* CONSIGNE
Affiche tous les enregistrements ci-dessous tels quels, sans rien y changer.

====

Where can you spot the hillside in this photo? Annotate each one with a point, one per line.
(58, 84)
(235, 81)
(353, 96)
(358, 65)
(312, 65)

====

* RÉSULTAT DE L'EXERCICE
Where can you spot the hillside in this photo? Annotate each one with a point, one per line.
(58, 84)
(235, 81)
(353, 96)
(358, 65)
(312, 65)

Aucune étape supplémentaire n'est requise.